_Records drawn from a dataset_
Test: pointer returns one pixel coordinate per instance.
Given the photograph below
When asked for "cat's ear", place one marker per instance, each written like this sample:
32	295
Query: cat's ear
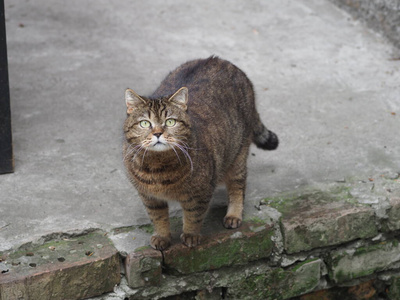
180	98
132	100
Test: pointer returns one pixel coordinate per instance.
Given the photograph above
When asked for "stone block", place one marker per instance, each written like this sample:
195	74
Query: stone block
321	219
70	268
143	267
394	288
279	283
393	222
251	242
351	264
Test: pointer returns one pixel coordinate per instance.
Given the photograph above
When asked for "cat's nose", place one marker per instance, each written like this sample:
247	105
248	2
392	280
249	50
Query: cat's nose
157	134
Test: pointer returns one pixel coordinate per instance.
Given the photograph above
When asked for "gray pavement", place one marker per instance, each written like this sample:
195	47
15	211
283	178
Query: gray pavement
328	86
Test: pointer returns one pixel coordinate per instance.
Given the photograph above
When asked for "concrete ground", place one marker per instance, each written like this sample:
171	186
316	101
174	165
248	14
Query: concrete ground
325	84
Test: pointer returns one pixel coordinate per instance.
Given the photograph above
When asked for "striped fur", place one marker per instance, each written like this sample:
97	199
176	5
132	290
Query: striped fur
211	105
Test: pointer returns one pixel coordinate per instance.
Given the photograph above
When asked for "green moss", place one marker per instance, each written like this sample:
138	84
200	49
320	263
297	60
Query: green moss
289	203
227	251
148	228
256	221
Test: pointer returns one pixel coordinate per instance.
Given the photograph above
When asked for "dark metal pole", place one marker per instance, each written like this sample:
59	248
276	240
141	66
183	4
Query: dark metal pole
6	152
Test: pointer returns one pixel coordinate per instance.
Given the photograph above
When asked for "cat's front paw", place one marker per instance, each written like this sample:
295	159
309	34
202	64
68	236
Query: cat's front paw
190	240
232	222
159	242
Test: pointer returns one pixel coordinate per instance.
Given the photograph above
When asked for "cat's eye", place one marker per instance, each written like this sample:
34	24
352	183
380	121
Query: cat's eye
144	124
170	122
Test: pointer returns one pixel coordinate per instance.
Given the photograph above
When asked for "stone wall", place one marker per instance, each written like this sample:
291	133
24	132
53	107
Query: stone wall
381	15
330	242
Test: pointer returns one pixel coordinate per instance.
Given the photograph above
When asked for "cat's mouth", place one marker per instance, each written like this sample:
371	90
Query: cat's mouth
159	146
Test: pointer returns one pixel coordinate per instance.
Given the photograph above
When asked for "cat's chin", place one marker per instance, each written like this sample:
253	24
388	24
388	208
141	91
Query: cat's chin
159	147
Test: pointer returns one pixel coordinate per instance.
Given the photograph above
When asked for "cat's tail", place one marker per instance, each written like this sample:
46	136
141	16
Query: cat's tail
264	138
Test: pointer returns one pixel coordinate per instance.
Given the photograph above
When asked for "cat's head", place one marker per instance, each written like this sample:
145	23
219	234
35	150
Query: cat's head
157	124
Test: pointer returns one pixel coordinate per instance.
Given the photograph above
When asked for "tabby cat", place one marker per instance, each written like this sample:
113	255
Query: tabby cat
192	133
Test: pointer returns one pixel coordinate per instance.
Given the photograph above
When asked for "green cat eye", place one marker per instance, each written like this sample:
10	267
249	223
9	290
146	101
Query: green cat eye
144	124
170	122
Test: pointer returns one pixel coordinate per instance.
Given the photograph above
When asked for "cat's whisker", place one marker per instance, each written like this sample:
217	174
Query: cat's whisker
131	149
177	155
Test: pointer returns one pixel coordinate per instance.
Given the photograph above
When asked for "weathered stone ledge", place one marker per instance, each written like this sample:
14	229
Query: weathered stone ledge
344	237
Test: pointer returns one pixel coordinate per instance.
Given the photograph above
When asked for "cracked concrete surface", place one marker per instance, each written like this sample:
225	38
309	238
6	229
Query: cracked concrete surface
325	84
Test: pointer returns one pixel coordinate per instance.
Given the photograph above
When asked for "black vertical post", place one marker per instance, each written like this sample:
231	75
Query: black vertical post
6	153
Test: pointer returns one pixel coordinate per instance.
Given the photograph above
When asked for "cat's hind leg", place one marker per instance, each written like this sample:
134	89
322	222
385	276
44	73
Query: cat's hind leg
235	181
159	216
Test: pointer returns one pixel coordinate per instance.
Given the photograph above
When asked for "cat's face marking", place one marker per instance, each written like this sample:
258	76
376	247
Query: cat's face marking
157	124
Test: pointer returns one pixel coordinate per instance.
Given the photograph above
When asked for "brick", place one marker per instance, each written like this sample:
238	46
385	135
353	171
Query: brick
364	261
279	283
251	242
74	268
143	268
322	219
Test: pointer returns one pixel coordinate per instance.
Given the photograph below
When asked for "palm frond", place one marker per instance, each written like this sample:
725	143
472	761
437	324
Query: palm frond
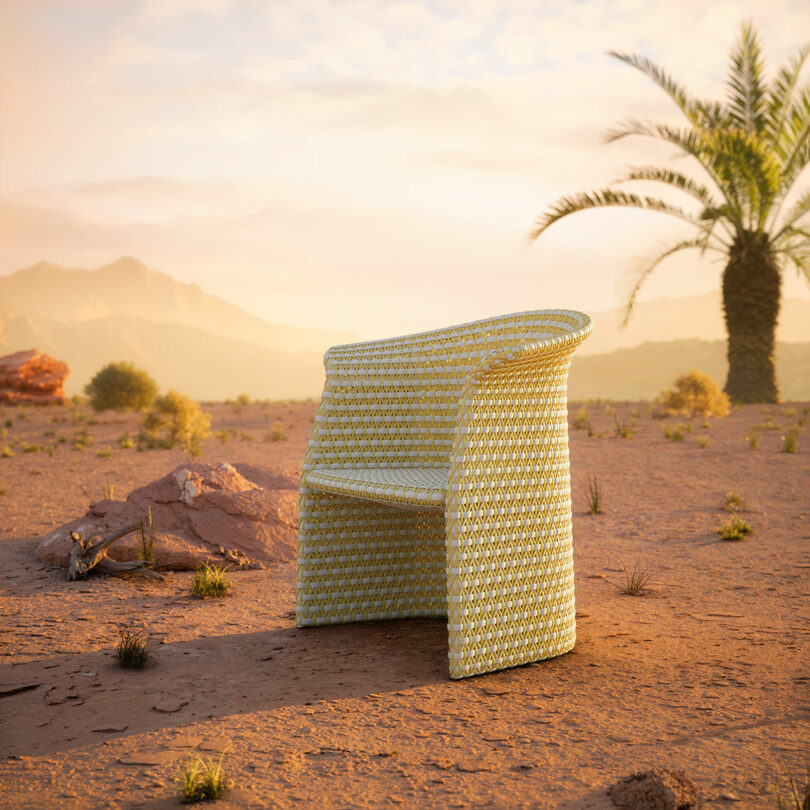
780	97
603	198
746	163
698	145
799	209
671	178
793	144
698	113
646	270
747	98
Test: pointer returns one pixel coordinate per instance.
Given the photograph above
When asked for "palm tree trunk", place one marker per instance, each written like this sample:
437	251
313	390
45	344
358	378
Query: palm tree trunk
751	299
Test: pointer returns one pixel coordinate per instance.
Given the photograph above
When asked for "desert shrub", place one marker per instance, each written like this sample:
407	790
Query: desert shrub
735	528
175	420
276	433
132	648
636	582
790	441
121	387
622	429
693	393
201	780
210	581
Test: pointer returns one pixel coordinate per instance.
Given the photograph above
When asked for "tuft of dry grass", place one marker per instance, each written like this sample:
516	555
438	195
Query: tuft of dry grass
594	495
133	647
210	581
735	528
201	780
637	580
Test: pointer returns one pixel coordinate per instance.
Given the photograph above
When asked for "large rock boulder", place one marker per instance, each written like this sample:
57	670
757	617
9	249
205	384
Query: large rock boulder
204	511
32	378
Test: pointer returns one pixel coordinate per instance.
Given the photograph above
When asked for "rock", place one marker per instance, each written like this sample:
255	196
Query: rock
150	758
32	378
656	790
236	516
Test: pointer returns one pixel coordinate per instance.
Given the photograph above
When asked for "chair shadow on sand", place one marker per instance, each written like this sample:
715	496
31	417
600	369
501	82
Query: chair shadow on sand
87	698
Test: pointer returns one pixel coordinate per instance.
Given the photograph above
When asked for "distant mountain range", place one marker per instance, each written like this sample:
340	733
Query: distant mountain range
211	349
644	371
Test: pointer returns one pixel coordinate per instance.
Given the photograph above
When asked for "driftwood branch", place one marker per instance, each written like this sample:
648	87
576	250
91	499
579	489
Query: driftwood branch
87	555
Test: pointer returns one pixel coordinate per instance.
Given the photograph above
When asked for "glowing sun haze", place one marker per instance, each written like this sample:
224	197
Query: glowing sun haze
355	165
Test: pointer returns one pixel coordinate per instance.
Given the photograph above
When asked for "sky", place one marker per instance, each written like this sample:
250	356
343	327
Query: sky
362	166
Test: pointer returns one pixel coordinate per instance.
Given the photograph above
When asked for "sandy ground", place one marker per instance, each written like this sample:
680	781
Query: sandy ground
709	673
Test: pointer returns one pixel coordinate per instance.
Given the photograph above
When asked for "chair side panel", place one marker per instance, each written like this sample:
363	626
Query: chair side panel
360	560
509	539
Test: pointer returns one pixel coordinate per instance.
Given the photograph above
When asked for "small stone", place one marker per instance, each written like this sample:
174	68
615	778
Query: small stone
169	706
215	744
150	758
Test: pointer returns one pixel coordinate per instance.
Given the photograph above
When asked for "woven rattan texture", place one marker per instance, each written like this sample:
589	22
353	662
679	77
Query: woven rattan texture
472	419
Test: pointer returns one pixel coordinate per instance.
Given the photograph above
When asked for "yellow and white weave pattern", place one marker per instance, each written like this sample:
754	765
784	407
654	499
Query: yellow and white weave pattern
436	483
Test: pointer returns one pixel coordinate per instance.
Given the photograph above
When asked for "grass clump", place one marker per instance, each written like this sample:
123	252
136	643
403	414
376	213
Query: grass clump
276	433
637	580
735	528
201	780
210	581
175	420
693	393
121	387
133	647
594	495
733	502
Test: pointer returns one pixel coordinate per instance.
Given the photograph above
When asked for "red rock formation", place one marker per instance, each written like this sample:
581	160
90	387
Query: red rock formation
32	378
203	511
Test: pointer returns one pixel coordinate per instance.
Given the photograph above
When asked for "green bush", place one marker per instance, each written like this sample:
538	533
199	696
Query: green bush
175	420
693	393
121	387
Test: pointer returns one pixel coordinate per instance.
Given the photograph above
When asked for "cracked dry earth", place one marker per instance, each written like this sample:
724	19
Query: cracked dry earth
708	673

_Activity_
Please write out, exactly as they appear, the lines from the one containing "Query: green bush" through the last line of the records above, and nothing more.

_Your response_
Query: green bush
175	420
693	393
121	387
Test: pointer returns one pixel coordinate per instance.
Given the photograph above
When asked for "cracked dry earth", place one marker per instance, each written like this sample:
724	19
Query: cracked dry earth
708	673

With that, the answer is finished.